• The task:
Reproduce the records from the line containing "Q: Mark a point on every instance of the man's" through the end of the records, both ends included and the requests kept, and shift every x and y coordinate in the answer points by -39. Leave the pictures out.

--

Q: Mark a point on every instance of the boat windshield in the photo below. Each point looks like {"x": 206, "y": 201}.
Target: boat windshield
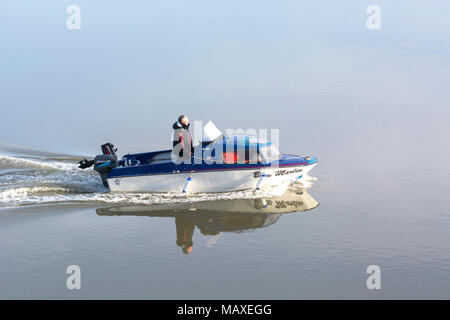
{"x": 269, "y": 152}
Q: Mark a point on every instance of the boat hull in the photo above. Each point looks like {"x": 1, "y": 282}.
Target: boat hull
{"x": 210, "y": 181}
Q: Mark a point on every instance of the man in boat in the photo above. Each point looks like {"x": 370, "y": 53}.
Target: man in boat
{"x": 182, "y": 141}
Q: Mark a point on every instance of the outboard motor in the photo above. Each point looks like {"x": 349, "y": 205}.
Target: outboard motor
{"x": 103, "y": 163}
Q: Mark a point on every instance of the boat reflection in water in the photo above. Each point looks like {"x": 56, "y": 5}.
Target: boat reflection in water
{"x": 215, "y": 217}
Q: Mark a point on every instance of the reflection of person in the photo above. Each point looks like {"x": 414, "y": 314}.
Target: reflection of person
{"x": 182, "y": 141}
{"x": 185, "y": 231}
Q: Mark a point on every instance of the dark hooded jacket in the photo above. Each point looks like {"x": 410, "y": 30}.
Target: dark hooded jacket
{"x": 182, "y": 136}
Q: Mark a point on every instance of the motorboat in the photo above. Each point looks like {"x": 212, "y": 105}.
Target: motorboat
{"x": 219, "y": 163}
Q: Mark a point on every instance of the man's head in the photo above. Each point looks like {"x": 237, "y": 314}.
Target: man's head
{"x": 183, "y": 119}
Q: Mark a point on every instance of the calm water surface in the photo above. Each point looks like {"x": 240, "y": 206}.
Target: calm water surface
{"x": 372, "y": 105}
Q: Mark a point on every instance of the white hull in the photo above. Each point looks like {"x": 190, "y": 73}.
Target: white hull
{"x": 210, "y": 181}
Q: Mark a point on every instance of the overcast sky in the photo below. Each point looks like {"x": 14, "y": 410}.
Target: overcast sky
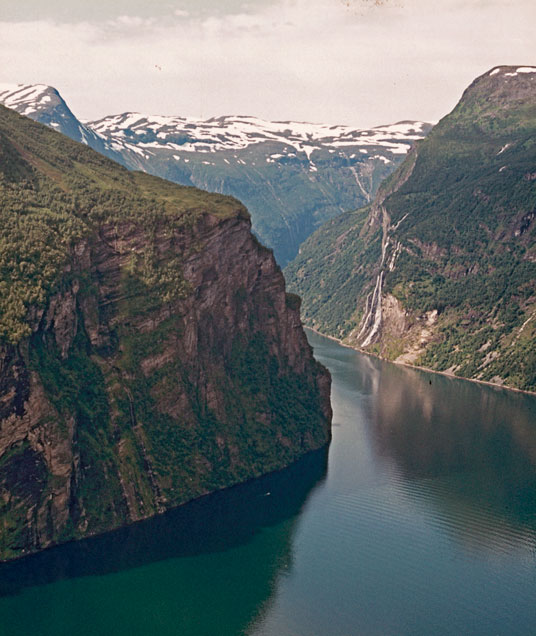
{"x": 356, "y": 62}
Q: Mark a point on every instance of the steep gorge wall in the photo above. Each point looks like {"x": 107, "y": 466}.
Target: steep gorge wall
{"x": 169, "y": 363}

--

• Answer to this task:
Q: Mark a point on every instance of the man's head in the photo above. Each point looks like {"x": 237, "y": 314}.
Target: man's head
{"x": 144, "y": 80}
Q: Mark a point on every instance of the calm water surface in the photo above. Each point looks like {"x": 240, "y": 206}.
Target: calm water surface
{"x": 333, "y": 66}
Q: Mark a point on every instance of the white hull in the photo above. Each point looks like {"x": 190, "y": 73}.
Target: white hull
{"x": 171, "y": 142}
Q: Mark a point on every instance of the overcast sky in the photo below. Each point looks like {"x": 14, "y": 410}.
Target: overcast sky
{"x": 317, "y": 23}
Q: Mark a point on every instance of the steep gorge wall in the photo above. Each point looks like {"x": 107, "y": 466}.
Target: steep gorge wall
{"x": 130, "y": 324}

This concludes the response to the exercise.